### WHAT TO WORK ON
Give the records again in full, exactly as they appear, but without the pictures.

### ENTRIES PROVIDED

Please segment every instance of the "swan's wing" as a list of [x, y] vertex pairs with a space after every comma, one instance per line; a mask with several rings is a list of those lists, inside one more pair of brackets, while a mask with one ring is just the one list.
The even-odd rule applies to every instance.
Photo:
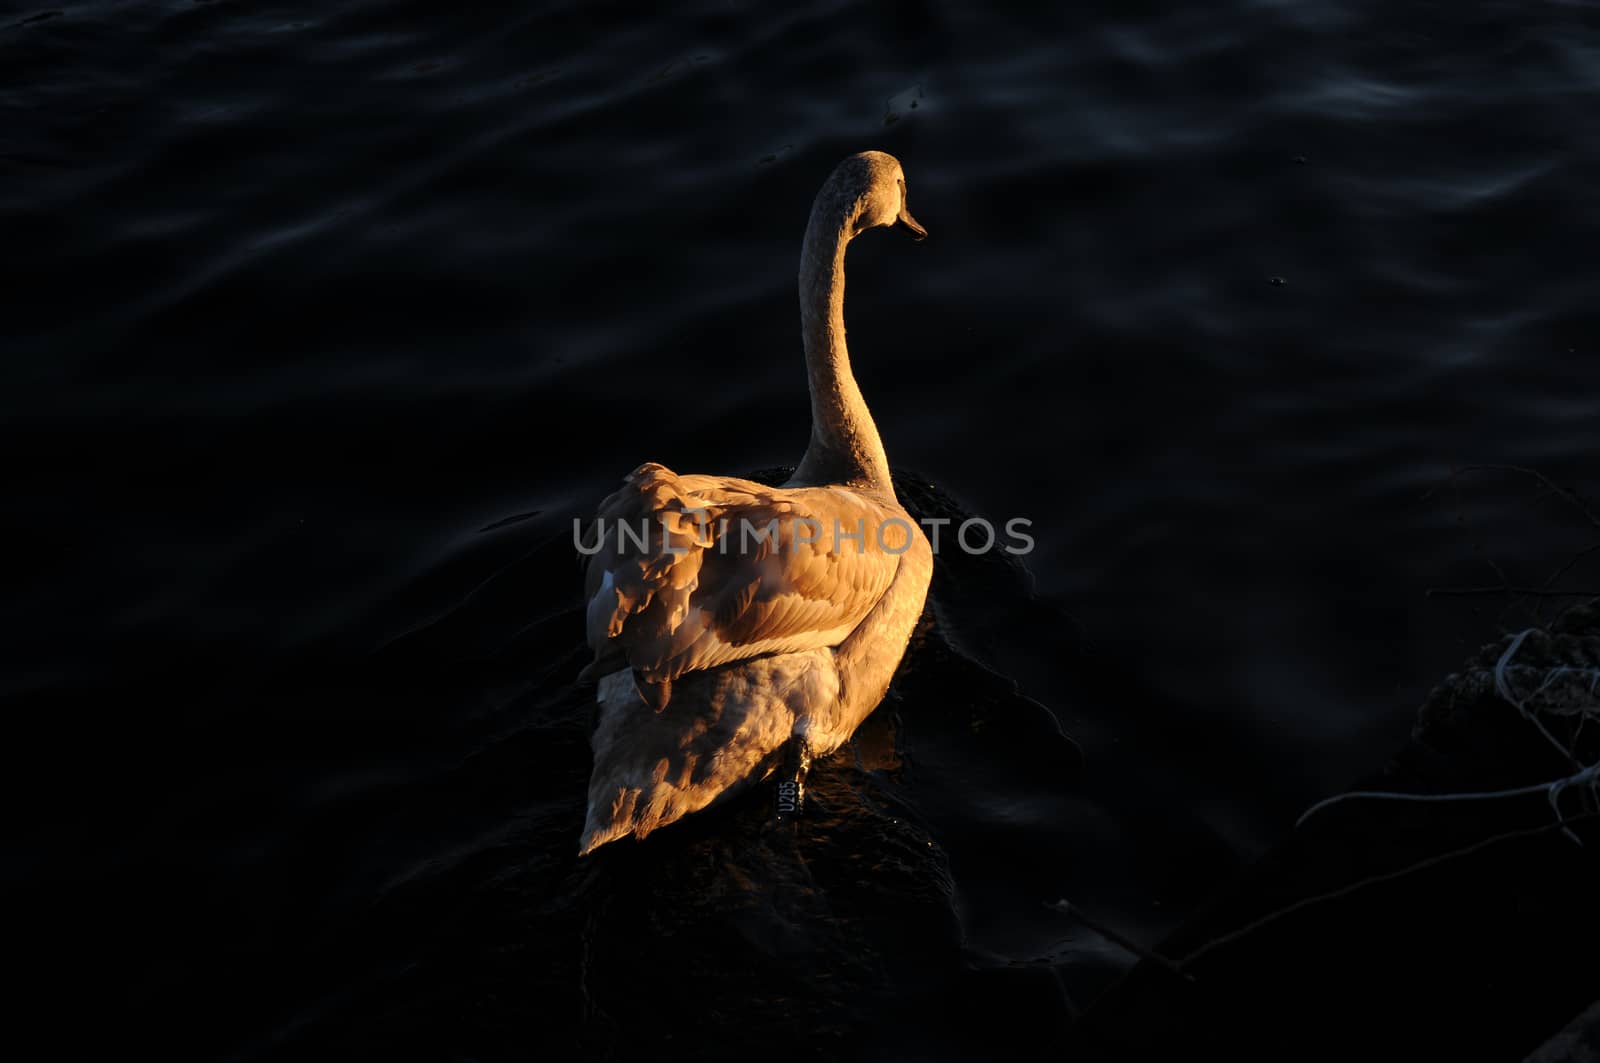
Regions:
[[631, 668], [658, 711], [686, 672], [838, 645], [888, 590], [915, 534], [903, 511], [846, 488], [656, 464], [601, 504], [598, 531], [587, 672]]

### EXPECTED ANSWER
Please segment every instance of the "swan's wing" as a list of [x, y] vertex pairs with a space after every comma, one instance per line; a mask with several rings is a list of those lists, inside one more pair of brackets, while a mask with one ring is just the one list.
The even-odd rule applies to every instance.
Photo:
Regions:
[[631, 668], [658, 711], [686, 672], [838, 645], [888, 590], [915, 534], [903, 511], [846, 488], [656, 464], [601, 504], [598, 531], [587, 672]]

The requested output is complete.